* [PROBLEM REQUIREMENTS]
According to the film review below, what role did Charlie play in the string of bank robberies?

** Opening EXERCISE TEXT block **

The opening scene just creates a sensation of wanting to get out of that bedroom and away from Charlie Bronson (Dax Shepard, who also wrote the screenplay and co-directed the movie), which—as you might have guessed—is not his real name, and Annie (Kristen Bell) for somewhere—anywhere—else and with some people—any people—who aren't them. This feeling, as it turns out, is mistaken, since the jokes get worse and the other characters aren't much better.

Charlie, whose actual name comes from another actor who was popular in the 1960s and '70s (The revelation of the name is one of the few amusing moments in the movie), is in the Witness Protection Program after turning witness for the prosecution against his former partners in a string of bank robberies. He was their getaway driver. It's been four years since that all happened.  After a year, things are getting serious with Annie. He's hesitant to tell her about the details of his past life, lest she leave him.

Debby (Kristin Chenoweth), the head of the local community college where Annie teaches, has other plans in store. After a long rant about how men have the tendency to keep women from living up to their full ambitions, Debby gives Annie an ultimatum: Take an interview for a job at a university in Los Angeles, where the dean has created a position just for her, or be fired.

That conversation, like the one in the bedroom that starts the movie, gets to the core of the unpleasant nature of Shepard's screenplay. Debby's heart-to-heart talk with Annie has some valid points, and they come at the beginning of the scene. The scene then goes further, letting Debby reveal more than too much information about her own past experiences until the point that the scene becomes uncomfortable and she starts to become a grating presence.

The script continues this unfortunate tendency with the rest of the characters. Charlie's protection, a U.S. Marshal named Randy (Tom Arnold), enters the movie with a big, unlikely gag in which he accidentally spills coffee on himself while on the phone, gets out of his van, and has to chase it as the vehicle gets out gear and rolls down a hill, around some turns, and straight toward two girls playing in their front yard. His on-the-fly decision to stop the van is to pull out his gun and start shooting at. We assume he's aiming for the tires but winds up firing fairly close to the girls. If reckless endangerment like that is meant to be endearing, it's a complete miscalculation.

Randy's other traits are that he is prone to misfiring his weapon and that he hides his sexuality. By comparison, that latter characteristic is slightly less stereotypical than Terry (Jess Rowland), a Sheriff's deputy who has an application on his phone that lets him track down other gay men in the area (Again, his introductory scene goes on and on until it the stereotype becomes tiringly solidified), or a conversation between Charlie and Annie in which she explains why he shouldn't use one derogatory term—all the while comfortably saying it herself—by comparing it to another—all the while shortening it to "the N-word."

** Closing EXERCISE TEXT block **
** Opening EXERCISE DATA block **

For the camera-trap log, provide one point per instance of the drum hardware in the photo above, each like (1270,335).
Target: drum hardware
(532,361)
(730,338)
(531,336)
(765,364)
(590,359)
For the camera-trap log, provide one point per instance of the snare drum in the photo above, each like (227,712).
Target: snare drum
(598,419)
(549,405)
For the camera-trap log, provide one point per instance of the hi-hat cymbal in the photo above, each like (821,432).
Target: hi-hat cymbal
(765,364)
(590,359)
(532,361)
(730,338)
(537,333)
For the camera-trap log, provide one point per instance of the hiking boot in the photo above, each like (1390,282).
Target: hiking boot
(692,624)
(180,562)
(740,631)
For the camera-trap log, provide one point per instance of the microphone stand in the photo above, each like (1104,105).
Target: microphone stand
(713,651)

** Closing EXERCISE DATA block **

* [PROBLEM SOLUTION]
He was the getaway driver.